▸ **What is asked**
Write out all of the entries exactly, please.

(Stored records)

----

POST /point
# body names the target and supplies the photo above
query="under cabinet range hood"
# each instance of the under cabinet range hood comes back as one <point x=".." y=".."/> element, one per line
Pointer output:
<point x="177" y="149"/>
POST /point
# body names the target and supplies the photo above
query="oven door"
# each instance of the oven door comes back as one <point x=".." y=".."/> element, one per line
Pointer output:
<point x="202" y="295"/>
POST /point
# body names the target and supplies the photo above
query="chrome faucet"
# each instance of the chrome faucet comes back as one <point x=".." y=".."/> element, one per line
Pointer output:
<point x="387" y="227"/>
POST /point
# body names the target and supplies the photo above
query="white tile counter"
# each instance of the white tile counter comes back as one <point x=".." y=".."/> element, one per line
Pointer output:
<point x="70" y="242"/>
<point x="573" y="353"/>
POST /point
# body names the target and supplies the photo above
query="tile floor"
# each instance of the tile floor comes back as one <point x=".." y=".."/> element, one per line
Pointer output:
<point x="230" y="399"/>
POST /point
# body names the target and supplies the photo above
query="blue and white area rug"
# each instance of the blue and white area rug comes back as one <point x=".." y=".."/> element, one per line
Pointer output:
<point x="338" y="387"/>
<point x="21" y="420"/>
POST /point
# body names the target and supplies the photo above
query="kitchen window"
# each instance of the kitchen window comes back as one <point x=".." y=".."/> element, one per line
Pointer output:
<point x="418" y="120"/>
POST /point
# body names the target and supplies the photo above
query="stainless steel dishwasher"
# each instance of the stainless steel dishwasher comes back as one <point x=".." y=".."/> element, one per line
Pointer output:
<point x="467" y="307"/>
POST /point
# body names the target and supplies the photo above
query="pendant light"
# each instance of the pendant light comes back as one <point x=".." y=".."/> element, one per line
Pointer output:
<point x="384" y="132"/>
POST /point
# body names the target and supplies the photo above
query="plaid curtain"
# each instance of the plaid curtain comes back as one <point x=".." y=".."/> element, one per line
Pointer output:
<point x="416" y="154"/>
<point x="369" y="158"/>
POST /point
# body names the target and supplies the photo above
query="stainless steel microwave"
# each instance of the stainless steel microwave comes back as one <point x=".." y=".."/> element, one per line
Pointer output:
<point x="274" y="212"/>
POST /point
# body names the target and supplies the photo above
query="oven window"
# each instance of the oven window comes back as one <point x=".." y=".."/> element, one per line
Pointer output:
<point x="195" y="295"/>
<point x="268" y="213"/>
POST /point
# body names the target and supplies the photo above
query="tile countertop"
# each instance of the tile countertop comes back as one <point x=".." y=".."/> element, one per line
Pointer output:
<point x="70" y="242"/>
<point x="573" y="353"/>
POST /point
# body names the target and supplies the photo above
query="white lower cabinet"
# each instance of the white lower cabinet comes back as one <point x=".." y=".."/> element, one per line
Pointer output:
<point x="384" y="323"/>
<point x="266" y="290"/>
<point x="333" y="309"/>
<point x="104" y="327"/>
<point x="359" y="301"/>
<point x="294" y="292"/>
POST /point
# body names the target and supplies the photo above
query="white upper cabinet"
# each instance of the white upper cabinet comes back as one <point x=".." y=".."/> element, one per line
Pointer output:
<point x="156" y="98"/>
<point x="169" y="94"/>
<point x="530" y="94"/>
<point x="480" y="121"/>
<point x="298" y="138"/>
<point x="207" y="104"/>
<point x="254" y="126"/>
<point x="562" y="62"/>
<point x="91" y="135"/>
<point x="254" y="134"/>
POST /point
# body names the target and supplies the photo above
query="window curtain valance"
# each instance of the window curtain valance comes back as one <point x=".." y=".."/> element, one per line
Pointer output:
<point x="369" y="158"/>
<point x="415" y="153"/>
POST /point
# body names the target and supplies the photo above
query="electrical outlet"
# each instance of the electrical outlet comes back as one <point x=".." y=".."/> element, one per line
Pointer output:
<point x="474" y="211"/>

----

▸ **Answer for the task**
POST /point
# body names the target and supplies the photo above
query="under cabinet range hood"
# each instance of the under cabinet range hood comes back as one <point x=".." y=".."/> element, one per line
Pointer output:
<point x="177" y="149"/>
POST /point
# body names the target and supplies the photo above
query="oven door"
# each instance of the oven door comes back as one <point x=".." y=".."/> element, one per line
Pointer output:
<point x="202" y="295"/>
POST /point
# body names the target and supplies the photo above
query="chrome faucet"
# each instance of the chrome faucet comes back as one <point x=".." y=".."/> element, one per line
Pointer output:
<point x="387" y="227"/>
POST /point
# body names the target and supplies the photo above
query="white tile counter"
# each instance of the white tile counter comes back as one <point x=".." y=".."/> element, one per line
Pointer output:
<point x="70" y="242"/>
<point x="573" y="353"/>
POST /point
# body names the target and supplies the photo above
query="tile floor"
# each instance of the tile floor comes back as one <point x=".." y=".."/> element, one per line
Pointer output:
<point x="230" y="399"/>
POST /point
# body names the target and supplies the photo above
query="blue and white area rug"
# each instance of the blue and white area rug comes back as one <point x=".." y=".."/> element, one per line
Pointer output:
<point x="338" y="387"/>
<point x="21" y="420"/>
POST /point
# body names the target and supplies the photo above
query="kitchen window"
# each instance of the kitchen window comes back as one <point x=".." y=".."/> element, one per line
Pointer output:
<point x="418" y="120"/>
POST /point
# body names the target and supplies the photo above
query="stainless steel dishwasher"
# each instance of the stainless steel dishwasher comes back as one <point x=".." y=".."/> element, one per line
Pointer output:
<point x="467" y="307"/>
POST /point
# body names the target and supplies the photo above
query="pendant light"
# each instance of the pendant light comes back as one <point x=".." y=".."/> element, one per line
Pointer output:
<point x="384" y="132"/>
POST /point
# body names the target and supplies the photo above
query="plaid curtain"
# each instance of the plaid curtain comes back as one <point x=".." y=".."/> element, one per line
Pointer output:
<point x="416" y="154"/>
<point x="369" y="158"/>
POST /point
# body names the target and supplies the photo above
query="stainless steel microwave"
# each instance of the stainless steel microwave comes back as one <point x=".." y=".."/> element, one per line
Pointer output:
<point x="274" y="212"/>
POST /point
# body names the target and supplies the photo above
query="oven window"
# each instance of the oven window comes back as one <point x=".." y=".."/> element, one per line
Pointer output:
<point x="195" y="295"/>
<point x="268" y="213"/>
POST /point
# body names the target and supplies the photo above
query="tile countertop"
# each instance of the tile countertop comes back as one <point x=".." y=".."/> element, one per line
Pointer output:
<point x="70" y="242"/>
<point x="573" y="353"/>
POST /point
# body names the target and supplies the photo above
query="white lower cabinet"
# each instance of the white lower cabinet comes back as one <point x=".." y=".."/> element, one per line
Pointer output:
<point x="384" y="323"/>
<point x="266" y="290"/>
<point x="333" y="309"/>
<point x="104" y="327"/>
<point x="359" y="301"/>
<point x="294" y="292"/>
POST /point
# body names the target and supplies the photo above
query="white upper cabinet"
# each instance of the white upper cabinet comes back as one <point x=".." y=".."/> element, one per line
Pointer output:
<point x="156" y="98"/>
<point x="169" y="94"/>
<point x="530" y="94"/>
<point x="480" y="121"/>
<point x="298" y="138"/>
<point x="207" y="104"/>
<point x="254" y="126"/>
<point x="562" y="62"/>
<point x="91" y="135"/>
<point x="254" y="134"/>
POST /point
# body names the target and supplies the photo above
query="window curtain valance"
# each instance of the window curtain valance comes back as one <point x=".." y=".."/> element, one per line
Pointer output:
<point x="369" y="158"/>
<point x="415" y="153"/>
POST /point
# body names the target and supplies the photo above
query="electrical outlet"
# each instance of the electrical outlet comes back as one <point x=".." y=".."/> element, one per line
Pointer output:
<point x="474" y="211"/>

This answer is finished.